▸ **Problem to solve**:
Reproduce word for word the lines between the one containing "Where can you find the motorcycle rear" and the end of the entries below, both inclusive; leave out pictures.
[Opening Records supplied section]
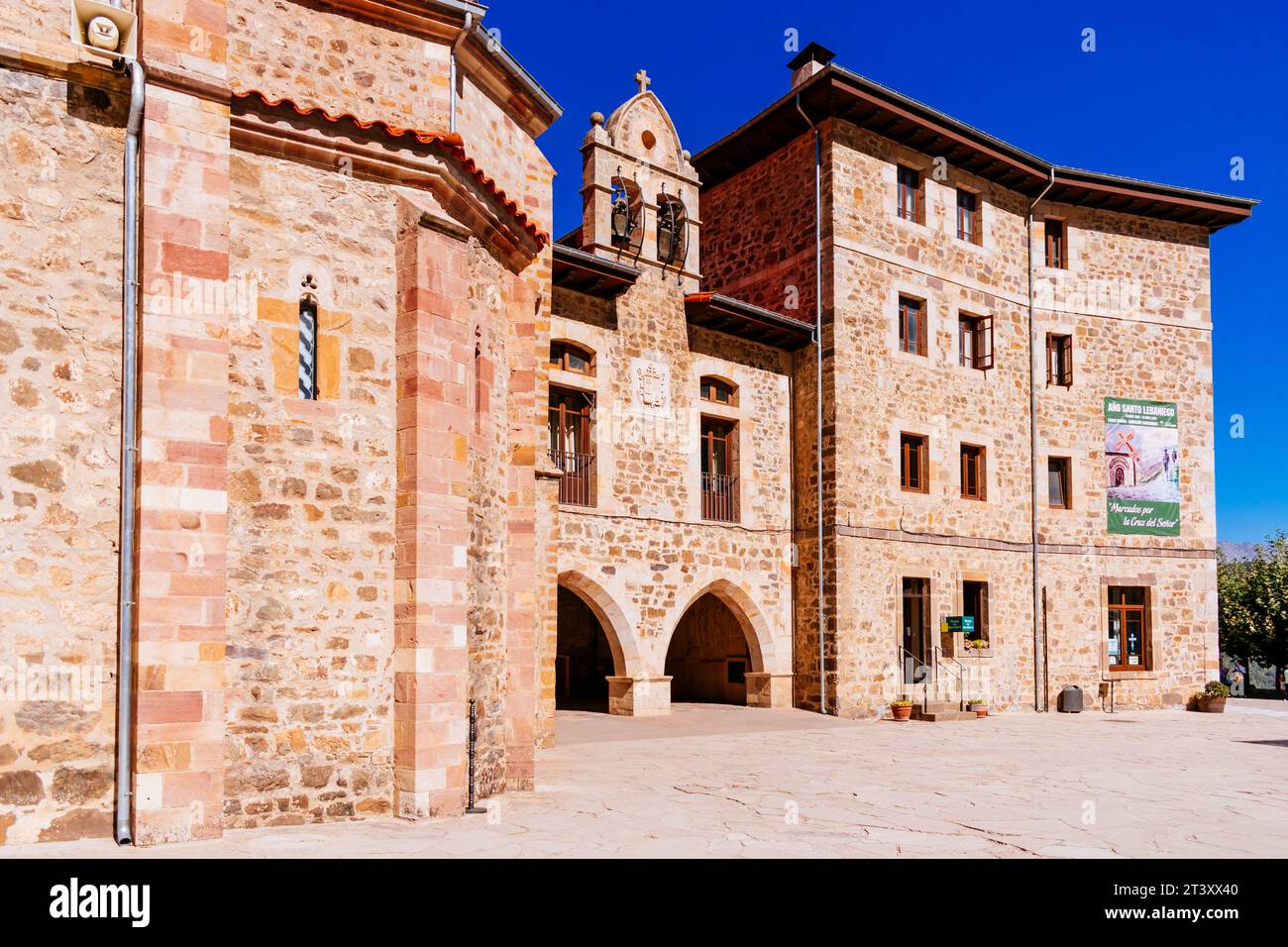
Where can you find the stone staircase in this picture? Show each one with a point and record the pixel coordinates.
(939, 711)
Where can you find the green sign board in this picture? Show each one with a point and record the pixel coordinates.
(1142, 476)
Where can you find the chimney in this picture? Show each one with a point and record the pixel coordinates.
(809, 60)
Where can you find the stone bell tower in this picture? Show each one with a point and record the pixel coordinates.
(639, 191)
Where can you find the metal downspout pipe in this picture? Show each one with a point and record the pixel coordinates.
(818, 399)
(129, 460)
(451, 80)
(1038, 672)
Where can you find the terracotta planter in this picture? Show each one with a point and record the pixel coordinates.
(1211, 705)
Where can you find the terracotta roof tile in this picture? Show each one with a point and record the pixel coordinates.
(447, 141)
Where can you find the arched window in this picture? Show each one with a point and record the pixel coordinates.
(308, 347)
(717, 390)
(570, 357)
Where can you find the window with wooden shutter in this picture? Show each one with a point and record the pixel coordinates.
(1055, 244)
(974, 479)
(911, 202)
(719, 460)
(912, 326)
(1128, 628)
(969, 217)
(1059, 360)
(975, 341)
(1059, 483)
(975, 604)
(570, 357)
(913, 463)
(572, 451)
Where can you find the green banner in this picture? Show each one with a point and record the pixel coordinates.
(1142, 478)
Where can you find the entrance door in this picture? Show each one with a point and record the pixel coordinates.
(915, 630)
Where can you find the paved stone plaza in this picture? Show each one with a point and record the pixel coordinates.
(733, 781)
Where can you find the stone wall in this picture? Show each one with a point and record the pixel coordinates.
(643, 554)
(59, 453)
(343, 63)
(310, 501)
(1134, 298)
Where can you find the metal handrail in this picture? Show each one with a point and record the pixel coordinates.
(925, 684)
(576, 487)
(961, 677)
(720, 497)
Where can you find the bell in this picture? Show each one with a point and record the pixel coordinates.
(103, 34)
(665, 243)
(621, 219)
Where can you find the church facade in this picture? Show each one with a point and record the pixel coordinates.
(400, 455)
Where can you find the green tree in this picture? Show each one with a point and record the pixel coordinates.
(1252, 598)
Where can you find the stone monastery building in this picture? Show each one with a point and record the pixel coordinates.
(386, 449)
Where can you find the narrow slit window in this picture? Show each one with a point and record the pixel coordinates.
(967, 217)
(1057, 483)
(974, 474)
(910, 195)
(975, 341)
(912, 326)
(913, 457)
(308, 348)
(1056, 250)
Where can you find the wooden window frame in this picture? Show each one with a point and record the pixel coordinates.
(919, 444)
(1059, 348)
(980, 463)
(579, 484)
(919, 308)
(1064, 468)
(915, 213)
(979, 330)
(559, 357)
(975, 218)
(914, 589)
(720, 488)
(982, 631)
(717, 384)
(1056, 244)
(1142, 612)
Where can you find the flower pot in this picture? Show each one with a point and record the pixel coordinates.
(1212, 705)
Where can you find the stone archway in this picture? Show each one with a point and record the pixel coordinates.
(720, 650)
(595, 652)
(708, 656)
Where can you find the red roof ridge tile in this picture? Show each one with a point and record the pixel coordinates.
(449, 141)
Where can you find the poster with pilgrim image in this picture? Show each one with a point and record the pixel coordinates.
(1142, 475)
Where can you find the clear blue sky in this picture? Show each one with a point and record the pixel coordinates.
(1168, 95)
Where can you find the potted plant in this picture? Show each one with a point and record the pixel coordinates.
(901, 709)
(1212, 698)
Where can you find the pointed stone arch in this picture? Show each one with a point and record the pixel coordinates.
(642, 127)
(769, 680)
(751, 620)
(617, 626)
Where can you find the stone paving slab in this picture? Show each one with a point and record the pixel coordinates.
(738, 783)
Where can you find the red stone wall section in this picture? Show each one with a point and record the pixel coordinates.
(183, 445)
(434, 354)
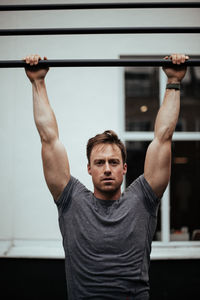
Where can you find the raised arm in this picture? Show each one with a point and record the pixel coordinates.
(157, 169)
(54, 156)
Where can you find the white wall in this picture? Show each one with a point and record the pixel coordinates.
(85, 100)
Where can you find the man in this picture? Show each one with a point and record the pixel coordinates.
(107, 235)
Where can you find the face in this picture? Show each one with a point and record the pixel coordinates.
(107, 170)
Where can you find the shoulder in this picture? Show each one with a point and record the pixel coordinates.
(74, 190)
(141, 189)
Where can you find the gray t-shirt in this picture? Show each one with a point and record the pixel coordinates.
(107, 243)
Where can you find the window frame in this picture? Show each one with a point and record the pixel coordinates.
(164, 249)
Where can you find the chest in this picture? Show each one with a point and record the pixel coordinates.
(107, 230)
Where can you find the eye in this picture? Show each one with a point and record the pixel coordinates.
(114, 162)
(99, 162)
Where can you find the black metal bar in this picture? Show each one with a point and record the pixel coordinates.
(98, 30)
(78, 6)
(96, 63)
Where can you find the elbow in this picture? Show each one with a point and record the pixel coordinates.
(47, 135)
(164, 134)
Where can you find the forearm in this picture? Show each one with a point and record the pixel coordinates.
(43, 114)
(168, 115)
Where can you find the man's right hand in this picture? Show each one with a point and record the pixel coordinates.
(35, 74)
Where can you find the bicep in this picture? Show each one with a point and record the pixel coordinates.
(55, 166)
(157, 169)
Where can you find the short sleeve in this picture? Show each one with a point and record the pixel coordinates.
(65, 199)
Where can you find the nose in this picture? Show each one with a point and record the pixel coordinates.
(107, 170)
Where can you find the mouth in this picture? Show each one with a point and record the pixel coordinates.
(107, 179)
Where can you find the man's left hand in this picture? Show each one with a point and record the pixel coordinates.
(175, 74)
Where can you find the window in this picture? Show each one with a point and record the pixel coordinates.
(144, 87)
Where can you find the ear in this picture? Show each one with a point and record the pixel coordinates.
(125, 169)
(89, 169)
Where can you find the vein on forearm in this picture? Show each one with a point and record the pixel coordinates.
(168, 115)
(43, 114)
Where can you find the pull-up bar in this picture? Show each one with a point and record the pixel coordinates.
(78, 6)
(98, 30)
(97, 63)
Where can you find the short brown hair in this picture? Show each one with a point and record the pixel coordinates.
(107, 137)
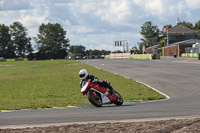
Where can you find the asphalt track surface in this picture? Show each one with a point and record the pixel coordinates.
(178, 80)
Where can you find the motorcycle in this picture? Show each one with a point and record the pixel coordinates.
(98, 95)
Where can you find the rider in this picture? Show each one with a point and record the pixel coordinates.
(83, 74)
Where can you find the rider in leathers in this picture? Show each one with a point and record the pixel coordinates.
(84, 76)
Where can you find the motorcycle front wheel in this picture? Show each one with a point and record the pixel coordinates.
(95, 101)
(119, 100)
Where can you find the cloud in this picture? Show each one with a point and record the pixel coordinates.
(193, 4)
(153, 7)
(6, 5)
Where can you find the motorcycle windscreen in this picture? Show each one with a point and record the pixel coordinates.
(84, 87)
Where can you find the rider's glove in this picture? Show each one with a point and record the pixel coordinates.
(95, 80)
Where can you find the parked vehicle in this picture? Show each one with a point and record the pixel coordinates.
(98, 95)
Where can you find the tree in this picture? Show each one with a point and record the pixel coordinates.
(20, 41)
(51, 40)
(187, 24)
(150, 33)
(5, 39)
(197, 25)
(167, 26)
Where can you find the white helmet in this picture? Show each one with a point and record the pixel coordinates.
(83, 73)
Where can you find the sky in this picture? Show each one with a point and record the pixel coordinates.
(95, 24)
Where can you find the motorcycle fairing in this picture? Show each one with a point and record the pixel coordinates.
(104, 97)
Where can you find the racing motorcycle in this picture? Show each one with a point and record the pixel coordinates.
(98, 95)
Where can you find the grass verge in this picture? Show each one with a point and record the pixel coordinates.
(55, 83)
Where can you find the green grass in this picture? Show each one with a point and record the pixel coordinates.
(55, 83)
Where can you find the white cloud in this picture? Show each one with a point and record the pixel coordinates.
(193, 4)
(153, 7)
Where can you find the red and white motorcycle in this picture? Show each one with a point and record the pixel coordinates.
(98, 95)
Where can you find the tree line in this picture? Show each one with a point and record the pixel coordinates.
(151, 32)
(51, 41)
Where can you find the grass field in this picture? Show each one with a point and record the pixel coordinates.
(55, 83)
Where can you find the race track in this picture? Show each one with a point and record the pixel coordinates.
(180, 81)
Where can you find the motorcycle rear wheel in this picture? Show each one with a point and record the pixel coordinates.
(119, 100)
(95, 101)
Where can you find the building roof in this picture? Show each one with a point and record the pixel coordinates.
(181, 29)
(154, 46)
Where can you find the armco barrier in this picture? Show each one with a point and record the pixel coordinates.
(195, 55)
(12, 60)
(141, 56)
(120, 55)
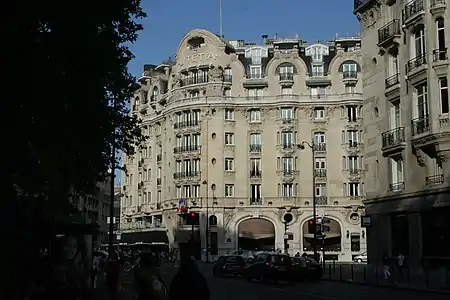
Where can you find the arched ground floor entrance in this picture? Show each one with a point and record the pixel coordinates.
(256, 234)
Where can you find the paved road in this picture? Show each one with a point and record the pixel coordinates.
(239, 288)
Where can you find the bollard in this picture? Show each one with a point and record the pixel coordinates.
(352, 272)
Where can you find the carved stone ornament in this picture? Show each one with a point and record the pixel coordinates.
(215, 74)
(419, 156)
[Closing Records supplied section]
▸ **Exercise response**:
Where can you find the motorcycle rear wheel in this picture? Show each one with a point and record the pixel coordinates.
(119, 100)
(95, 101)
Where can you find the building roof in this picture? Show each one with a point and record the pixel coordinates.
(181, 29)
(154, 46)
Where can you find the armco barrier in this picture? Show each one with a point and record the pixel coordinates.
(195, 55)
(12, 60)
(141, 56)
(120, 55)
Where can you find the arched ground floor entrance in this picture? Show each one with a point and record the pixel coordinates.
(256, 234)
Where can you find the paved road in this picture? Show each one with a point and record the pixel coordinates.
(239, 288)
Where can you find the bollard in this picture? Show each one with a point and record the pixel coordinates.
(352, 272)
Where can you find the carved stone ornament in this picture? Show each one with a point and record the pixel coordinates.
(215, 74)
(419, 156)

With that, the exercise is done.